Task goal:
Return every line of the data below that contains the string "rear". Case counts, so a line matches only if its letters agree in case.

####################

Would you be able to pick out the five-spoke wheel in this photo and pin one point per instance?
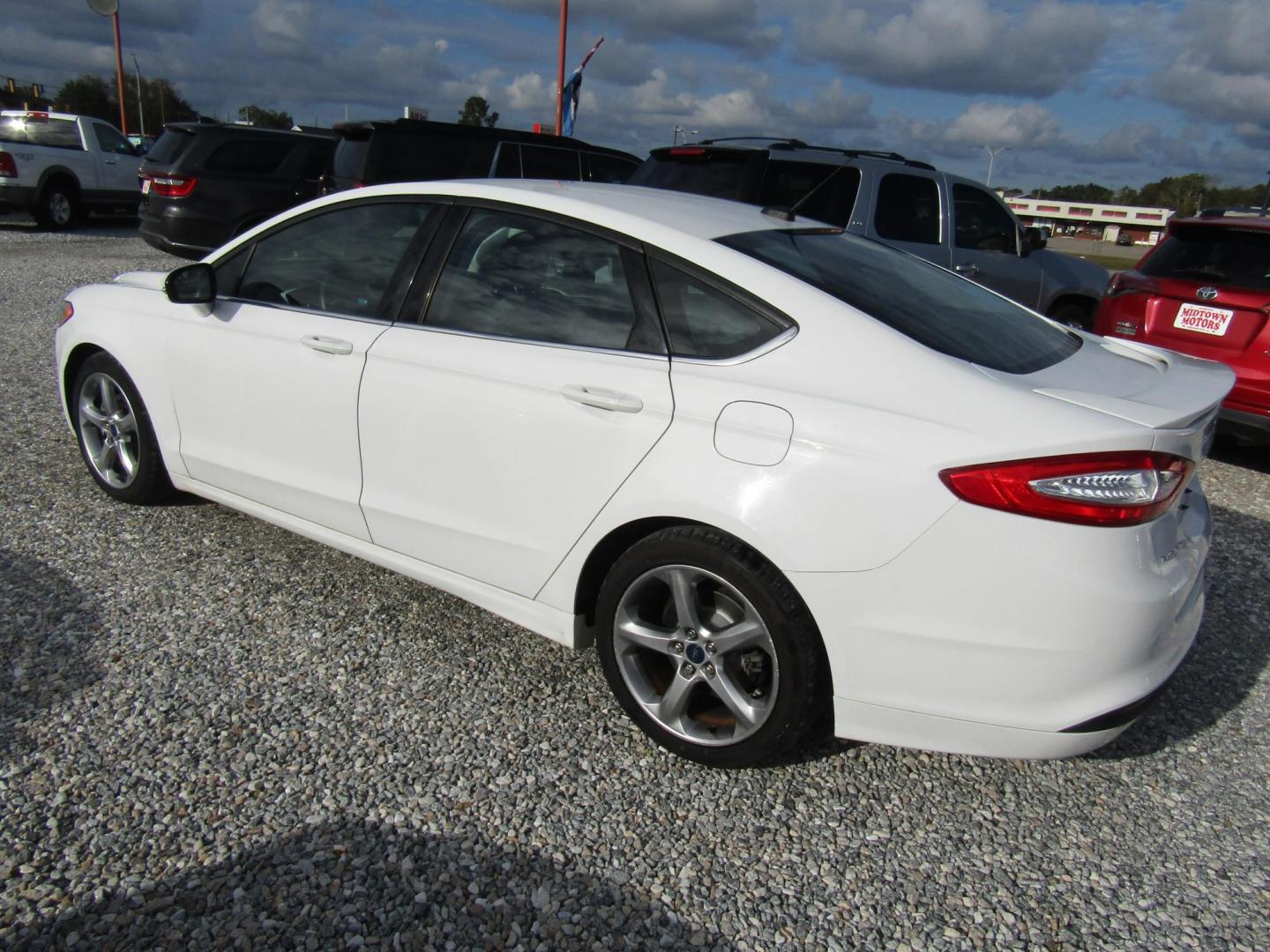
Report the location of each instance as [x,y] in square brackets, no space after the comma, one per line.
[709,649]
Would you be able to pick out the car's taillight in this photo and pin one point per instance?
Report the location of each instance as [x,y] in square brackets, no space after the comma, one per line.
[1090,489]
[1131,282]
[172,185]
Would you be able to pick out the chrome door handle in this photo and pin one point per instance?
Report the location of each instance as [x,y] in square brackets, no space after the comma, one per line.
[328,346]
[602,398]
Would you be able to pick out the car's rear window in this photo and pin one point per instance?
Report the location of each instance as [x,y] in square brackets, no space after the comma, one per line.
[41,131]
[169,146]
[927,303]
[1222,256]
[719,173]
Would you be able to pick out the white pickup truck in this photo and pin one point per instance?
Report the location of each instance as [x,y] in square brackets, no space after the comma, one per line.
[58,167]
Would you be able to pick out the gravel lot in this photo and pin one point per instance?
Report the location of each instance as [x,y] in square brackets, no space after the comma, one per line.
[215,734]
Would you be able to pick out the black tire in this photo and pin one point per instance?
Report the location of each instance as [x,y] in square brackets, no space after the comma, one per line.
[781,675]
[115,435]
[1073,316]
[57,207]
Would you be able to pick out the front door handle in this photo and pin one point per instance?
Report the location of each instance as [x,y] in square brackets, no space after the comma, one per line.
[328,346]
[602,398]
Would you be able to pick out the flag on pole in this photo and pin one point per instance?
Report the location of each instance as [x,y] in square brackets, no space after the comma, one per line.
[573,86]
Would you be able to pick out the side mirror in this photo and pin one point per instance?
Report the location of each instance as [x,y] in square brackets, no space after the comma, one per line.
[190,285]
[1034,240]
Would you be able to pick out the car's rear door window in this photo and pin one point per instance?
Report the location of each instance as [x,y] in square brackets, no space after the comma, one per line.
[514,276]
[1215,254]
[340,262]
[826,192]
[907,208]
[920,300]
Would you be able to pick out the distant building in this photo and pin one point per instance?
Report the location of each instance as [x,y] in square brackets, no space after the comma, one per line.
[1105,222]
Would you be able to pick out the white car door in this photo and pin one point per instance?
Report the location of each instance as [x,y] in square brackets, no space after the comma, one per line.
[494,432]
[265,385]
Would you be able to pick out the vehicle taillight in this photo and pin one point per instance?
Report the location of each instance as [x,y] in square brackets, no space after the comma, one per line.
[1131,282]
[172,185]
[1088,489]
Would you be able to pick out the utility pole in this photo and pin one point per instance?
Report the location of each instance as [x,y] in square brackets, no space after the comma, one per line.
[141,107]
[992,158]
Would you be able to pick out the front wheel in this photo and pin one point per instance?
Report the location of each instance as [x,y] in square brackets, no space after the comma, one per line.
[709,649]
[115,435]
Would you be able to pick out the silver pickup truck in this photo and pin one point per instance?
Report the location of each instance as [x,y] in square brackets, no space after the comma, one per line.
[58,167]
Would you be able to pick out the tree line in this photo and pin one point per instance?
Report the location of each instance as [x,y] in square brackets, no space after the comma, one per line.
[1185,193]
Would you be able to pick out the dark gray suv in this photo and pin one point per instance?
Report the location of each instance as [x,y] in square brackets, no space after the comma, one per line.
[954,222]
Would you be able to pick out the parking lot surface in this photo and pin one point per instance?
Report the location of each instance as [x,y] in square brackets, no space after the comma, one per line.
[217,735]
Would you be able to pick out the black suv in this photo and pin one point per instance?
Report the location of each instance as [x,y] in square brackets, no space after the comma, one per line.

####################

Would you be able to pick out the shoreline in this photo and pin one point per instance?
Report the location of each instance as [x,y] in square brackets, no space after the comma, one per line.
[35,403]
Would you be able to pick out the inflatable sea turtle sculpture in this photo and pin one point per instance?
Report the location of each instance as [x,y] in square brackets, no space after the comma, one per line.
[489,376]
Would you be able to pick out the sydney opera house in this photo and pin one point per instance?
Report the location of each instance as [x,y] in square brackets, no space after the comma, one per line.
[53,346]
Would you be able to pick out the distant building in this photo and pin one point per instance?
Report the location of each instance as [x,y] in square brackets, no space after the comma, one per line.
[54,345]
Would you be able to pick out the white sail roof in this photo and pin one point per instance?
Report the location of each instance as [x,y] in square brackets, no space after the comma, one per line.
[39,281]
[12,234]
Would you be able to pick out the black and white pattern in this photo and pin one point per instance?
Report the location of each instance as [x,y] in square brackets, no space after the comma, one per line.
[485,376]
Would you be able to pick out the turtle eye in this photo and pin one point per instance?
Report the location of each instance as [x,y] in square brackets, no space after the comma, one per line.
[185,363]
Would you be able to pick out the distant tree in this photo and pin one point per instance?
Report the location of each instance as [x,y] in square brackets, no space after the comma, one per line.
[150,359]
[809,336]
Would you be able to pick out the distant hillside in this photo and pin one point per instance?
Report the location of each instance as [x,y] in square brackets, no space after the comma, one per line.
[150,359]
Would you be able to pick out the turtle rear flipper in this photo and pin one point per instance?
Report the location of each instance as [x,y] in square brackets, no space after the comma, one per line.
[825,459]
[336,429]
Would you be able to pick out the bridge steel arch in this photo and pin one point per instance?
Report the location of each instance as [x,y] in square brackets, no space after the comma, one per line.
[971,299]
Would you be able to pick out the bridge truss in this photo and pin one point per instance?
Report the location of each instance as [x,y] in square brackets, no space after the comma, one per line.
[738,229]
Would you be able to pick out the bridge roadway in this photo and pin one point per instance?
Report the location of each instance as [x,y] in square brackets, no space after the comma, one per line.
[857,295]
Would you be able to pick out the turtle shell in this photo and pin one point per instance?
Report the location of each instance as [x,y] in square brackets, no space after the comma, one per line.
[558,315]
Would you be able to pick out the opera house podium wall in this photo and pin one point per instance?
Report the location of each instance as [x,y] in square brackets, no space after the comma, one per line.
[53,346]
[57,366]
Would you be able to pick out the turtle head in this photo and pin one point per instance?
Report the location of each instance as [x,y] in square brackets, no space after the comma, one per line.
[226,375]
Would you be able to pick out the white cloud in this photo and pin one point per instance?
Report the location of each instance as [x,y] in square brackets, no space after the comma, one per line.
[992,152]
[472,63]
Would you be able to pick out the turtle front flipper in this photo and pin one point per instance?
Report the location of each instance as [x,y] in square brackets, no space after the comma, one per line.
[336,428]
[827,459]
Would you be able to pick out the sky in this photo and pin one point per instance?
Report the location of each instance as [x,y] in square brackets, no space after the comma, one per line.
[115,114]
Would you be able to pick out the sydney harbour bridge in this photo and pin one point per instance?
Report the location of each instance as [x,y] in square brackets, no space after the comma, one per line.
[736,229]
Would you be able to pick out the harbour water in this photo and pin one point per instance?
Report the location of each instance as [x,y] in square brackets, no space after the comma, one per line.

####################

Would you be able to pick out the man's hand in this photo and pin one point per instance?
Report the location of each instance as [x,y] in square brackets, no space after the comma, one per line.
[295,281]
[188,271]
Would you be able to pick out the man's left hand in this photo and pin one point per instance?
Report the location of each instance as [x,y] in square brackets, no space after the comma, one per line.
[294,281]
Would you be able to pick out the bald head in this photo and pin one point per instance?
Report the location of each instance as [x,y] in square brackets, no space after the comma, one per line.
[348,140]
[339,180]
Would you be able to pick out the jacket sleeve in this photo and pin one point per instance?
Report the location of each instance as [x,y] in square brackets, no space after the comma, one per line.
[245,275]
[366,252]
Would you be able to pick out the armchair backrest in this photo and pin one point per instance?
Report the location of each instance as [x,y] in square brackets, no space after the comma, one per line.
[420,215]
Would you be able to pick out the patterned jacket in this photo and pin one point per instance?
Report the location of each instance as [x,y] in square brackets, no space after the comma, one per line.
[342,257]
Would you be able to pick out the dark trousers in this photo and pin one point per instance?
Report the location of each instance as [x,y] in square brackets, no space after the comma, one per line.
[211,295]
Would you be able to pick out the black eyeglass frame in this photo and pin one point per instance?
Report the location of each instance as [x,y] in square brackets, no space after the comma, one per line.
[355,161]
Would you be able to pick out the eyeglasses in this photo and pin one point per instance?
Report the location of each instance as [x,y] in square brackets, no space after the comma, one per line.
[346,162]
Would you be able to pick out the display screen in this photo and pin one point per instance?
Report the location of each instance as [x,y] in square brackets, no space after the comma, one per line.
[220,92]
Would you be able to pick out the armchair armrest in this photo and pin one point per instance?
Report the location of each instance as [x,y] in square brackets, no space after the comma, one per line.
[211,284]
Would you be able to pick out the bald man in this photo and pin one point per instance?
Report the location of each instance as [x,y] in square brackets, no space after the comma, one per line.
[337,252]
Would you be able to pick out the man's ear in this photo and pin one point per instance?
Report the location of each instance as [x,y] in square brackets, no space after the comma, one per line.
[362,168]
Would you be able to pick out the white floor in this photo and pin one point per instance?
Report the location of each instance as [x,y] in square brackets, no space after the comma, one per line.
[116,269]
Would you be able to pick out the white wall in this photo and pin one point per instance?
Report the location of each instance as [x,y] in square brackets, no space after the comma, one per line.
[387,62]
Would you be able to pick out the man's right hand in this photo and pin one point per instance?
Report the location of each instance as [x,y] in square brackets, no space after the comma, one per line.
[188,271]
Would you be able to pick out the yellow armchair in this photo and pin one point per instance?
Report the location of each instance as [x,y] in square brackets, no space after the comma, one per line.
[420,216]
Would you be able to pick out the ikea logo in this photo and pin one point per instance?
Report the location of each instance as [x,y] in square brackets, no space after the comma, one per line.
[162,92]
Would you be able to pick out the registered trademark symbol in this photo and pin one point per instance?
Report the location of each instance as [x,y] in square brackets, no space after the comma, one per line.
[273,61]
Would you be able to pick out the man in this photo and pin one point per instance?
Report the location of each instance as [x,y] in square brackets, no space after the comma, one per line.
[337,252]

####################

Answer to the exercise:
Would you be able to pick out the car's rear window in this photo and pin one point per instance?
Would you be able to pick out the car's rear door window in this photo and pin one point per instance?
Would you be able to pick out the turtle rear flipper in this photo and pin one point per instance?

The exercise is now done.